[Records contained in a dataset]
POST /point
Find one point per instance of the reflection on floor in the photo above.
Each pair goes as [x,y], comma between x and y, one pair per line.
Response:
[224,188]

» **How to complete this task**
Provide a faithful, complete copy of the entries above.

» **Solution for this problem**
POST /point
Find one point per instance of the reflection on floor in the photo above.
Each pair goes as [x,y], comma between x and y, one pair per line.
Response:
[224,188]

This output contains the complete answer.